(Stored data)
==*==

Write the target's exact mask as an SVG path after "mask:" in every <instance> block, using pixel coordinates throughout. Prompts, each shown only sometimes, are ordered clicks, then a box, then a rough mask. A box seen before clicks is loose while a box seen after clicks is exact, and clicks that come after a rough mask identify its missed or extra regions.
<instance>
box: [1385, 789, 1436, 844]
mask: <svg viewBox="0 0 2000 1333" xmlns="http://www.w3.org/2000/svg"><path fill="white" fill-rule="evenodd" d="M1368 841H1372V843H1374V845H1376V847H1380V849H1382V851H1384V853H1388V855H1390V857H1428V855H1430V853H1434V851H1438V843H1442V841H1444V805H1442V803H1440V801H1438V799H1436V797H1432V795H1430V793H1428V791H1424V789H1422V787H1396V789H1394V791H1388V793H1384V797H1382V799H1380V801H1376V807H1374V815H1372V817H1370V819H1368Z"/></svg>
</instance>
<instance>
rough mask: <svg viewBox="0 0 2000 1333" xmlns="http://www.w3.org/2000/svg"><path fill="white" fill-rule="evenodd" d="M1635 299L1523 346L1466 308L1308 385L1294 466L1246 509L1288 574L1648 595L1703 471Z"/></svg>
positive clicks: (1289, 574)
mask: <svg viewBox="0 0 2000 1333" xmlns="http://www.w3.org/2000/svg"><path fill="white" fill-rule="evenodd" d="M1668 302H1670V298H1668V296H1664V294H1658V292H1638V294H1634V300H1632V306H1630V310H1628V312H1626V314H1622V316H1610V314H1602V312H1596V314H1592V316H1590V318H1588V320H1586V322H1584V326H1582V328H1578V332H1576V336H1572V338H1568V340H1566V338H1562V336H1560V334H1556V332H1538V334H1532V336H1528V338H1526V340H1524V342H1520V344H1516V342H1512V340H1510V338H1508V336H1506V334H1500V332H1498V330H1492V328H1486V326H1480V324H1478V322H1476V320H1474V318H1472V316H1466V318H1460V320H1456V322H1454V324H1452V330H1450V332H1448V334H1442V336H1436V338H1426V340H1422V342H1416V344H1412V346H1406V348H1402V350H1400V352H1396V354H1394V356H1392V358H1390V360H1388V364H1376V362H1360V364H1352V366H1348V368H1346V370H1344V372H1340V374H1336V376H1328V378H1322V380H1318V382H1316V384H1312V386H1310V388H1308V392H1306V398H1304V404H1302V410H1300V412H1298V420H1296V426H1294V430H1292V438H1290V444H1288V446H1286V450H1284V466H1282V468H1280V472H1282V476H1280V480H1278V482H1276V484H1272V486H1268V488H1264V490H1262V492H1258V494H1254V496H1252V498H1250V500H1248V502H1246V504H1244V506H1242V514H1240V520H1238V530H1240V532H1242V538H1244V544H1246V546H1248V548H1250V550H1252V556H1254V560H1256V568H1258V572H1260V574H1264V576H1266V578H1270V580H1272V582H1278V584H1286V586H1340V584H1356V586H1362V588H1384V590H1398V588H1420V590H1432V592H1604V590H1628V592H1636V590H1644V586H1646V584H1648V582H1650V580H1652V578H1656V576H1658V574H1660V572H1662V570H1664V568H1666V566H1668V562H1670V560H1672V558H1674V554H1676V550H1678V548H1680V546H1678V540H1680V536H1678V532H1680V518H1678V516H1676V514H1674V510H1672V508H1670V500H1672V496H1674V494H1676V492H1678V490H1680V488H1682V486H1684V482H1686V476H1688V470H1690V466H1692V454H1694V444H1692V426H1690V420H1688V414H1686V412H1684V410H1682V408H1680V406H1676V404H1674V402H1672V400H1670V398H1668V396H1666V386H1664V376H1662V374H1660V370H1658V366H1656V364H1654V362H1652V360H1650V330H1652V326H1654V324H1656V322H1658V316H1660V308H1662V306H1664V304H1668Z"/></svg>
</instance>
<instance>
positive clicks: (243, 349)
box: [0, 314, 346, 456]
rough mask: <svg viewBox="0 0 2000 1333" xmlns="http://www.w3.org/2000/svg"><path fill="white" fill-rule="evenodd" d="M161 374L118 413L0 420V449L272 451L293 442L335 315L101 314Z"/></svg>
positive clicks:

==*==

- **Exercise requirements**
Among the lines of the data, find every one that holds "rough" and copy it.

- **Answer box**
Write the target's exact mask as an SVG path after "mask:" in every <instance> block, using pixel coordinates throughout. Prompts, each shown only sometimes, are ordered clicks, then a box, then a rough mask. A box seen before clicks is loose while a box seen after clicks is exact, and clicks that come after a rough mask identify its missed or extra regions.
rough mask: <svg viewBox="0 0 2000 1333" xmlns="http://www.w3.org/2000/svg"><path fill="white" fill-rule="evenodd" d="M1635 299L1523 346L1466 308L1308 385L1294 466L1246 509L1288 574L1648 595L1703 471Z"/></svg>
rough mask: <svg viewBox="0 0 2000 1333" xmlns="http://www.w3.org/2000/svg"><path fill="white" fill-rule="evenodd" d="M161 374L118 413L0 420V449L272 451L293 442L335 315L101 314Z"/></svg>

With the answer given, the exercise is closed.